Exercise prompt - Output each entry exactly; skip nothing.
----- Exercise materials -----
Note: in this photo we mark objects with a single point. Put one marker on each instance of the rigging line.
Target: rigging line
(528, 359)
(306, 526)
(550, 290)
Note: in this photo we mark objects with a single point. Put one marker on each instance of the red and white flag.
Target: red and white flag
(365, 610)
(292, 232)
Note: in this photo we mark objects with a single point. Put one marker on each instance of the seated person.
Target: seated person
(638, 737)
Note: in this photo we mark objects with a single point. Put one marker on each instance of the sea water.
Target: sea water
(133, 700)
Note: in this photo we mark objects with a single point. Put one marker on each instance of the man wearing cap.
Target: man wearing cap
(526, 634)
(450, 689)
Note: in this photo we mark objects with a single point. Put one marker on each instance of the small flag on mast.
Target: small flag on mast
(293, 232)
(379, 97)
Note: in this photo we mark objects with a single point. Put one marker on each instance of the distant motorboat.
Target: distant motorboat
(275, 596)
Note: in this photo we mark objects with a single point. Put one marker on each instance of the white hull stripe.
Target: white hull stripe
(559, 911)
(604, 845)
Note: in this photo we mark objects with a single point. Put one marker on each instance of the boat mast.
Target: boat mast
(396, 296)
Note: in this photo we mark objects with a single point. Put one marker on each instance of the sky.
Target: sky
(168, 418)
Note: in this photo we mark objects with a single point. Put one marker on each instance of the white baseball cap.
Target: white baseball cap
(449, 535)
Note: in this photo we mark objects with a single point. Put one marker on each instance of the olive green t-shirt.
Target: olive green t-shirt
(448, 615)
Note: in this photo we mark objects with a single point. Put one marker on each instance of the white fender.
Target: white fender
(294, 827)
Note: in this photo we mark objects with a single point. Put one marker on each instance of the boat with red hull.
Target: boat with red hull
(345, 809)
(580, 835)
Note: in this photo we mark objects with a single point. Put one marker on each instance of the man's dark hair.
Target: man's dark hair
-----
The output -
Note: in this photo we mark objects with a single point. Put one marker on each instance of the rigging line.
Target: rigging line
(528, 359)
(306, 526)
(550, 290)
Note: in this photo we mark objects with a single point. Put one marker on each instance of the red and white flag.
Target: red and white flag
(365, 610)
(292, 232)
Note: in this photo we mark objects with a single point. Put one marker on each instance of the seated person.
Target: seated person
(638, 737)
Note: in this photo we mark objects with a single point. Put one marker on each instance of the sea water.
Target: sea water
(133, 700)
Note: in this photo we mark objects with a single point. Put one marker on each instance of the man wearing cap.
Target: man wearing cap
(526, 634)
(450, 689)
Note: in this photo we mark objects with a single point. Put one marker on each instance of the small flag on mast.
Target: small flag on mast
(293, 232)
(379, 97)
Note: in this photo we mark objects with a single point. Put one marker on each instance of the distant motorboat.
Target: distant motorboat
(275, 596)
Note: in this photo we mark objects with a single point. Put one marker on each instance of the white hull stripe.
Target: white hull stripe
(559, 911)
(604, 845)
Note: in this photo we mark objects with a single point. Put one marker on each instance of the boat mast.
Target: boat mast
(396, 296)
Note: in this photo we mark objects with a single point. Put one marker on each instance of the sky.
Target: sky
(168, 418)
Note: in this photo we mark objects with a single point. Put one marker on each instance of the white baseball cap.
Target: white baseball cap
(449, 535)
Note: in this photo we mark objects with a single point. Put one marker on each instance of the olive green t-shirt.
Target: olive green t-shirt
(448, 615)
Note: in this photo we mark objects with a single point. Put one marker on each instance of the white fender.
Target: white fender
(294, 827)
Note: in this photo we mark objects with a single point. Put one marker on each instance of the boat with red hull.
Target: boat with red hull
(345, 809)
(580, 835)
Note: in this photo we mark objects with a single point. Put one marker on each instance of the man's dark hair.
Target: man's dark hair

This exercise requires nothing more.